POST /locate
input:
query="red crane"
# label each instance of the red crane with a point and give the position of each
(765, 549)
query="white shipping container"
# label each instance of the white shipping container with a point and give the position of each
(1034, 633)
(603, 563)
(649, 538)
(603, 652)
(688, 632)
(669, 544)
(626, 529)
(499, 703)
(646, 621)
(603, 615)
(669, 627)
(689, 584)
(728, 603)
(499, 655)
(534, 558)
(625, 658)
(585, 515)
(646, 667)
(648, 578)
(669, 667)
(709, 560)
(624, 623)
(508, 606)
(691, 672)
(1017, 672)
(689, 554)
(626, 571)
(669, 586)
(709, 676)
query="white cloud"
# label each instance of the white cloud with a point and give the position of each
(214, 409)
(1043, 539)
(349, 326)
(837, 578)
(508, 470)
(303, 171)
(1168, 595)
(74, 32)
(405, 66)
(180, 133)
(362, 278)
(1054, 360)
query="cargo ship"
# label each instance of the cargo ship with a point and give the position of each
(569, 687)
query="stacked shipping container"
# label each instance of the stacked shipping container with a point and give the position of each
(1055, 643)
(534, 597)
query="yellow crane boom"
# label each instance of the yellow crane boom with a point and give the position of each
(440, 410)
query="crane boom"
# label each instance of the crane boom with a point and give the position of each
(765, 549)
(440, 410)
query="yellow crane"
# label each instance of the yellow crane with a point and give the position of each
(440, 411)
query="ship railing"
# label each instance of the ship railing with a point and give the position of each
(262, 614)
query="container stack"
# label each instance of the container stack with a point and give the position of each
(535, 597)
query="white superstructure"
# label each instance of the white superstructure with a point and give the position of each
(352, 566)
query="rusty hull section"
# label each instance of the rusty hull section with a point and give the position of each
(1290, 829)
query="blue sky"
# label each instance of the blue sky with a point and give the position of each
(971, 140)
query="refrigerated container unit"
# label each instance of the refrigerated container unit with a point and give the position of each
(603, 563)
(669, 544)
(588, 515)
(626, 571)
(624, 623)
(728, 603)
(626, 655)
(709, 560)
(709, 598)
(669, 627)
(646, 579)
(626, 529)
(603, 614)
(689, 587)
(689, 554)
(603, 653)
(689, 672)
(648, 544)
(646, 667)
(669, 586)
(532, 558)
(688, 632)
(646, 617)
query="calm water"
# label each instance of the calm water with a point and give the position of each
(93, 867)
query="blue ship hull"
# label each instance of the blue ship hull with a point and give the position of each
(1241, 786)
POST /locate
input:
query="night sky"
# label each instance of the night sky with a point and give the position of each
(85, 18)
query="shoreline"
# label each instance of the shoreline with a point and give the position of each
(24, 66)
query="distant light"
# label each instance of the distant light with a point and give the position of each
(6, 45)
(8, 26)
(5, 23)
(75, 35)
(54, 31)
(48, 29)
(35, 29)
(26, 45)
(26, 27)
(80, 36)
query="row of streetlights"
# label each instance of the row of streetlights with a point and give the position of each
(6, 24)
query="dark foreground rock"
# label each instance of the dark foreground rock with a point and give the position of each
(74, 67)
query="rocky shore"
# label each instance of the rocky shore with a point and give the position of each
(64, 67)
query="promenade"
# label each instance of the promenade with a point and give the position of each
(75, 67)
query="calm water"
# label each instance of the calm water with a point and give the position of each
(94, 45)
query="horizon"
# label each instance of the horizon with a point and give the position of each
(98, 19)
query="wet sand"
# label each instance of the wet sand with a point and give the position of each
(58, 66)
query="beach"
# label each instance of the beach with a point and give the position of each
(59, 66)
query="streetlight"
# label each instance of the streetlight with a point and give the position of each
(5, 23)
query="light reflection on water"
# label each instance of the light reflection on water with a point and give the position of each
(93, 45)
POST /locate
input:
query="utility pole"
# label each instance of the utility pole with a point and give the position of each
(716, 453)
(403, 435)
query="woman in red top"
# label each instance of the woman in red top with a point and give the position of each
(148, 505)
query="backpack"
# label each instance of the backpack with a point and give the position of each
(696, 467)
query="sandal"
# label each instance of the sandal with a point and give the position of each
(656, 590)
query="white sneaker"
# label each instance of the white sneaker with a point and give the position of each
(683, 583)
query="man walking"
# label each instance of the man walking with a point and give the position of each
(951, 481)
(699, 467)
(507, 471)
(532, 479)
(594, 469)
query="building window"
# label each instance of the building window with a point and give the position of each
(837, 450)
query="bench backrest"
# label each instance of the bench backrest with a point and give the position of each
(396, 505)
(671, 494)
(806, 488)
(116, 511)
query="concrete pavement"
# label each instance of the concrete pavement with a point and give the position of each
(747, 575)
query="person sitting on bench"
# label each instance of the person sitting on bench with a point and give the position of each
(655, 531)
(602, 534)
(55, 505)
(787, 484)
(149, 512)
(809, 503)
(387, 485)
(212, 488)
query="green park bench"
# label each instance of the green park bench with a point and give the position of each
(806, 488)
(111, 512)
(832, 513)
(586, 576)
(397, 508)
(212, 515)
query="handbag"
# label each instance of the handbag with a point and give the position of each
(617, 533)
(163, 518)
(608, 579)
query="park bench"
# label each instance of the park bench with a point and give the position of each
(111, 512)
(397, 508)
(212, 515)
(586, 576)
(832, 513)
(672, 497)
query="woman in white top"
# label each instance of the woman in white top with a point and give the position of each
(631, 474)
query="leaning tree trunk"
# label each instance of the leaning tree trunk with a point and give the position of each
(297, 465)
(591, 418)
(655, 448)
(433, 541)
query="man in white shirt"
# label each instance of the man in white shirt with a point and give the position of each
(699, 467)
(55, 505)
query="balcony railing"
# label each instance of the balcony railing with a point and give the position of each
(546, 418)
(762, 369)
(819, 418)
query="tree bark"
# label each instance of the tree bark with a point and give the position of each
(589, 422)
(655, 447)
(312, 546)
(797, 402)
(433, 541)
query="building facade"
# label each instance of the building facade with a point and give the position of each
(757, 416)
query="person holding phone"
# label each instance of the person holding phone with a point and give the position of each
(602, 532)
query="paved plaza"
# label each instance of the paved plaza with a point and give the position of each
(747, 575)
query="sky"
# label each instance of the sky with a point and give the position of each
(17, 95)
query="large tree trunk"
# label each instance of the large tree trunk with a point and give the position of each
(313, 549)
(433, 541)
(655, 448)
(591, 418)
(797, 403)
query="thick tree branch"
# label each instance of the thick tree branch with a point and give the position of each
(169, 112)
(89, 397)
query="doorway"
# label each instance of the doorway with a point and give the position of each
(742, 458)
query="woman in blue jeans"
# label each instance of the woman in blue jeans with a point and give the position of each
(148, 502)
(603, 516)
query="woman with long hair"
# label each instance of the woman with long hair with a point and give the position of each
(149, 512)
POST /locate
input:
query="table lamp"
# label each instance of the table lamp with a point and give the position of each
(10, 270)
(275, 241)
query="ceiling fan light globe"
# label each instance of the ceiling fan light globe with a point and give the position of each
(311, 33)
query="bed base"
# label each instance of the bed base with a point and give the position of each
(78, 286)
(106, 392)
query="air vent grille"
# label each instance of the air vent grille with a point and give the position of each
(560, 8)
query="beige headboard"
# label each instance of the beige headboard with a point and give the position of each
..............................
Locate each line in the data above that contains the string "hair" and copy those lines out in full. Matching is case-sensitive.

query="woman with long hair"
# label each instance of the woman with long hair with a point and give the position of each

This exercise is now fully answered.